## DIRECTIONS
Write out precisely the lines beginning with the line that contains "Return one point per instance of the man's neck, formatted" and ending with the last line of the entries, and no other lines.

=== Section Start ===

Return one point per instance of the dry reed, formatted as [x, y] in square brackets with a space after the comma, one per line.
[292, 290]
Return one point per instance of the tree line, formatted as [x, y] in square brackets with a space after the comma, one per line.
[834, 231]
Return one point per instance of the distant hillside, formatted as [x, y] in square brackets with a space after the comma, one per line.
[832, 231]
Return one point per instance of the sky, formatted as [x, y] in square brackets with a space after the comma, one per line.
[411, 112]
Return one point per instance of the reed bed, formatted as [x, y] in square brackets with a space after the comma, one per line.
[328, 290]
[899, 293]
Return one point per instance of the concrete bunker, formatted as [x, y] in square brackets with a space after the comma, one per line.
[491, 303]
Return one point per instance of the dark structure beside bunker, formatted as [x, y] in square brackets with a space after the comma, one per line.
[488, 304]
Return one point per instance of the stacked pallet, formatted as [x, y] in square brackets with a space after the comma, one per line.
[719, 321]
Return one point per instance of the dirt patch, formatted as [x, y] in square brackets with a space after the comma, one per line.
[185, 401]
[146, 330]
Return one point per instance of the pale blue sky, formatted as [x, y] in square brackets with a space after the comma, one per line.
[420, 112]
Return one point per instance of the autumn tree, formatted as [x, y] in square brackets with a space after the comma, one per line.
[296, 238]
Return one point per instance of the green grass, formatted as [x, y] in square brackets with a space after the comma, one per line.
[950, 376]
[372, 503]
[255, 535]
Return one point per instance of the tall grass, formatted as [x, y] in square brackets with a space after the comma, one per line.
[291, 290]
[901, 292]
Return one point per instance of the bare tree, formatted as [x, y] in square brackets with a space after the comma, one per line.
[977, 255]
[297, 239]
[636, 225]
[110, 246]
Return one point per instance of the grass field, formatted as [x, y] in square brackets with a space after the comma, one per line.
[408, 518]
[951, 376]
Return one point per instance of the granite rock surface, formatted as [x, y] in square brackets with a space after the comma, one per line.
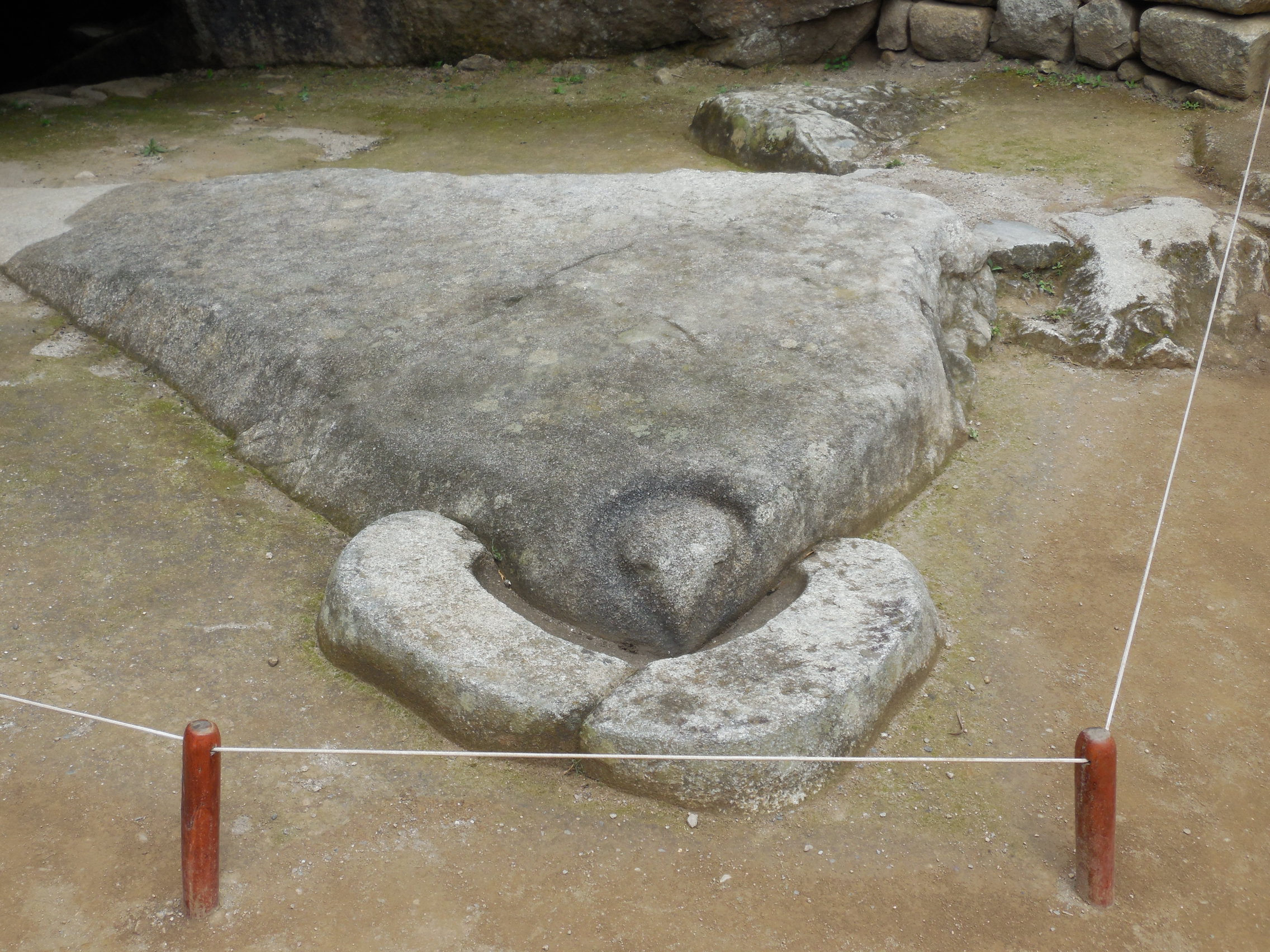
[1227, 55]
[405, 612]
[1143, 281]
[818, 128]
[650, 393]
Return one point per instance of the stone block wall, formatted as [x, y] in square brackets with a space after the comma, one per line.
[1222, 46]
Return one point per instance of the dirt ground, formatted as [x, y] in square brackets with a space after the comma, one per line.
[148, 575]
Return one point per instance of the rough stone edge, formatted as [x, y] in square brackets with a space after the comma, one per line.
[765, 786]
[400, 610]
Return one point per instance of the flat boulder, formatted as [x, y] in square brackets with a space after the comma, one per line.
[812, 128]
[1034, 30]
[813, 680]
[1142, 285]
[950, 32]
[404, 611]
[1227, 55]
[1021, 246]
[648, 393]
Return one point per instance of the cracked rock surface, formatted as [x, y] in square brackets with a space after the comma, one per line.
[650, 394]
[819, 128]
[813, 680]
[1143, 283]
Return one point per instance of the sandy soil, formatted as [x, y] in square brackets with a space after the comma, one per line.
[136, 582]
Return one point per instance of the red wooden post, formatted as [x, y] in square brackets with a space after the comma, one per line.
[1095, 817]
[201, 819]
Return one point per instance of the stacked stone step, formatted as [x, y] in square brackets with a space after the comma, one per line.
[1222, 46]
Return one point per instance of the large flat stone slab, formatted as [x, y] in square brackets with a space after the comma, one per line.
[812, 128]
[405, 612]
[1015, 244]
[1229, 55]
[650, 393]
[813, 680]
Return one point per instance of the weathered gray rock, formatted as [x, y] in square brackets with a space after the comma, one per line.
[813, 41]
[1132, 72]
[1035, 30]
[652, 393]
[1012, 244]
[1229, 55]
[479, 63]
[405, 612]
[1107, 34]
[893, 25]
[817, 128]
[813, 680]
[949, 32]
[408, 32]
[1163, 87]
[1141, 295]
[31, 215]
[1212, 101]
[1239, 8]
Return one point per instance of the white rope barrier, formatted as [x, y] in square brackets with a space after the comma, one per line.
[1191, 400]
[92, 717]
[736, 758]
[542, 755]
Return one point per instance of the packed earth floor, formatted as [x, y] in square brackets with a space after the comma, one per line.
[148, 575]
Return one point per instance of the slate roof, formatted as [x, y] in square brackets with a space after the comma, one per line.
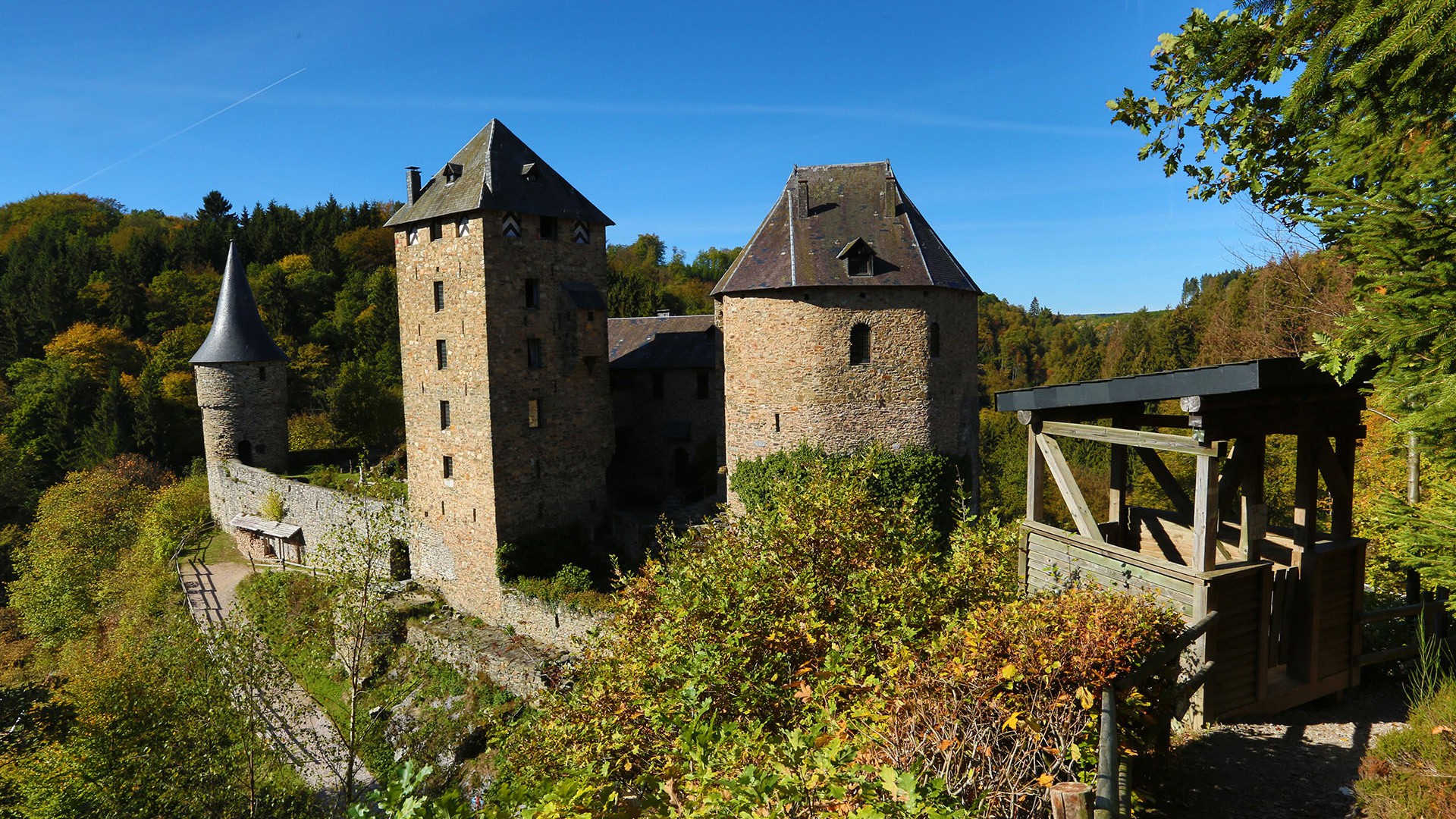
[663, 343]
[1267, 375]
[497, 171]
[237, 333]
[823, 210]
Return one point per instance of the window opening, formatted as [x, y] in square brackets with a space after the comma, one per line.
[859, 344]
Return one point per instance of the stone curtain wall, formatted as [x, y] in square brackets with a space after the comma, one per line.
[319, 512]
[786, 356]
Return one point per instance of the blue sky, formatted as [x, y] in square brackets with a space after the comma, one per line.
[674, 118]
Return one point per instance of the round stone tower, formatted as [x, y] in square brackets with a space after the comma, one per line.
[846, 321]
[242, 381]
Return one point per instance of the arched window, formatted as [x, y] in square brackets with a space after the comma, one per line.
[859, 344]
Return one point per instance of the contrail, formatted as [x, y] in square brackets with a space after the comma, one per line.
[142, 150]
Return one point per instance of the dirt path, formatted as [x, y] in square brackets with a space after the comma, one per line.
[299, 729]
[1298, 764]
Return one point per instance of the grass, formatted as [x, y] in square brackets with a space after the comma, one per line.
[293, 613]
[220, 548]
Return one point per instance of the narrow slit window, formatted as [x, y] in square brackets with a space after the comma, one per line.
[859, 343]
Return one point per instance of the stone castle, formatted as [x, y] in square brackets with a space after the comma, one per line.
[843, 321]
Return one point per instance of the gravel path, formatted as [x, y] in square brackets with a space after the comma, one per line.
[299, 729]
[1298, 764]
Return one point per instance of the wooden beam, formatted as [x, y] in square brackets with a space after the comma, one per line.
[1036, 477]
[1165, 482]
[1071, 493]
[1165, 442]
[1206, 515]
[1254, 513]
[1307, 490]
[1117, 491]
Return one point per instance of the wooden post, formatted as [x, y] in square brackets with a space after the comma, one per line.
[1307, 494]
[1071, 800]
[1254, 512]
[1206, 515]
[1117, 493]
[1106, 806]
[1036, 475]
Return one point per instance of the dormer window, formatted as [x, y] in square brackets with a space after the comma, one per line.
[859, 259]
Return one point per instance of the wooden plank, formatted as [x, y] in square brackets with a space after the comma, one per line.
[1165, 442]
[1071, 491]
[1206, 513]
[1111, 576]
[1036, 475]
[1098, 547]
[1165, 482]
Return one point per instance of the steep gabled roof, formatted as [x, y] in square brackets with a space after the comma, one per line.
[237, 333]
[823, 210]
[497, 171]
[660, 343]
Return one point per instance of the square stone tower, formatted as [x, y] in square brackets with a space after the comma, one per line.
[501, 271]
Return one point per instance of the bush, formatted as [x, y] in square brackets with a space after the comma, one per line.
[890, 477]
[783, 664]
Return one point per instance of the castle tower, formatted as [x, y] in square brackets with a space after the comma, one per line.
[242, 381]
[503, 335]
[846, 321]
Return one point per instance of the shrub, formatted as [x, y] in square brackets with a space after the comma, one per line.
[889, 475]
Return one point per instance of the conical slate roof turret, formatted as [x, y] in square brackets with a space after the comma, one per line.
[237, 333]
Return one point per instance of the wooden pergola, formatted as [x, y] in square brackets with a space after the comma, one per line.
[1289, 599]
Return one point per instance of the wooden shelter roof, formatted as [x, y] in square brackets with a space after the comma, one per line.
[1269, 376]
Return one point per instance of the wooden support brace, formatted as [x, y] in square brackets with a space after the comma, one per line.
[1071, 493]
[1165, 482]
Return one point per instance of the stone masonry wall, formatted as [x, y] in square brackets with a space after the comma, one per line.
[788, 379]
[509, 480]
[245, 403]
[321, 512]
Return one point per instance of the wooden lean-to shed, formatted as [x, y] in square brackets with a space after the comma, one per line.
[1289, 598]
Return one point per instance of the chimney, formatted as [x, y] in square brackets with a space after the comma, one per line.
[411, 184]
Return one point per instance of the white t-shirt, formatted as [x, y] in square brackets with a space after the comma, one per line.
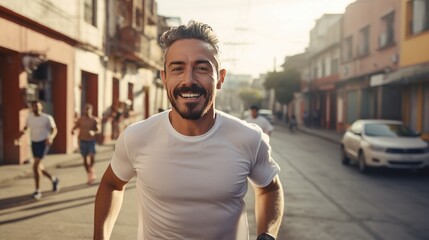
[192, 187]
[40, 126]
[262, 122]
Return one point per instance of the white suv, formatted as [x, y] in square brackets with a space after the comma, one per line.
[384, 143]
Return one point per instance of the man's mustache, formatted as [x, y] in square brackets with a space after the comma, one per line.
[187, 89]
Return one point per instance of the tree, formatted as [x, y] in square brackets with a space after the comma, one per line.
[285, 84]
[250, 96]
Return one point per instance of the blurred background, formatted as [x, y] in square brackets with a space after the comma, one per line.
[328, 62]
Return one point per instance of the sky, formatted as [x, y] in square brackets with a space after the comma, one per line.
[255, 35]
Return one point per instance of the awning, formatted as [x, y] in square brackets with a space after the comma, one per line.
[407, 74]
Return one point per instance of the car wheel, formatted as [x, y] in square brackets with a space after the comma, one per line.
[344, 159]
[363, 168]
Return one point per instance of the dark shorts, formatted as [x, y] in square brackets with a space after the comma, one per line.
[39, 149]
[87, 147]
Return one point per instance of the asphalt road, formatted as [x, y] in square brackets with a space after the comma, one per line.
[324, 199]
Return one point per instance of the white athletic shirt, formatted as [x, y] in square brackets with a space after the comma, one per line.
[192, 187]
[40, 126]
[262, 122]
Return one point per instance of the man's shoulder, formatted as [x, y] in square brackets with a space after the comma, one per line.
[152, 121]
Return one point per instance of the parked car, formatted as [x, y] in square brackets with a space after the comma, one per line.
[384, 143]
[267, 113]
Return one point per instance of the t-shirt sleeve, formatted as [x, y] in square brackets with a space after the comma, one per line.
[265, 168]
[121, 163]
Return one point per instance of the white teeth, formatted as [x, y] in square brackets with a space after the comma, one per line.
[190, 95]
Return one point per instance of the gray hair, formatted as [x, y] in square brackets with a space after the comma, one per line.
[194, 30]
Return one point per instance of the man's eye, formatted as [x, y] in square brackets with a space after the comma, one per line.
[201, 68]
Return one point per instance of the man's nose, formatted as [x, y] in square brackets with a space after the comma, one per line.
[189, 77]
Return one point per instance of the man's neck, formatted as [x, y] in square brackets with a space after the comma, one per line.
[192, 127]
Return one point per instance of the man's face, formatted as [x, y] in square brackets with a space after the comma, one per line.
[254, 113]
[191, 77]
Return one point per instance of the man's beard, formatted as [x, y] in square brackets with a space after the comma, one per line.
[191, 112]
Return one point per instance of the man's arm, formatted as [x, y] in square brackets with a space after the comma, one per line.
[269, 205]
[108, 202]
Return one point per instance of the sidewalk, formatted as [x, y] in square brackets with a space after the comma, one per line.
[11, 172]
[329, 135]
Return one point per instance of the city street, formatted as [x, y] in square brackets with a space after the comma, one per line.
[323, 198]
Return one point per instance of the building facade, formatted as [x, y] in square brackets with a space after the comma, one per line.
[68, 53]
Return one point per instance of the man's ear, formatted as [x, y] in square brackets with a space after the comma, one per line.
[222, 74]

=== Section End ===

## TASK RESPONSE
Return one point per instance of the man's neck, formatted as [x, y] in square brackets with a space after the comma, one per line.
[192, 127]
Return one point per instance of the man's face, formatted as [x, y] in square brackets with a space after the comma, one per line.
[254, 113]
[191, 77]
Return one point per instance of the man's beard, formatted as [x, y] in square brackets with a space after the comma, one per line.
[191, 112]
Return one point per instance of the man's arm, formatted as [x, y] in square brackets with a space after the comma, one per line.
[269, 205]
[108, 202]
Return one point per instance of the sidewalk, formatted as [x, y] in square brackets with a space after the comma, one per line.
[11, 172]
[329, 135]
Return one point per instance of the city street, formatted as [x, y] in square brackets with a space after the comma, one per line.
[323, 198]
Return one point per instance of the building facade, formatted as [x, y] in square brackets with a space after the comma, one per line.
[68, 53]
Return one point per instance of the man's ear, formatted as [x, y] in square brackets with a space after the comma, one per line.
[222, 74]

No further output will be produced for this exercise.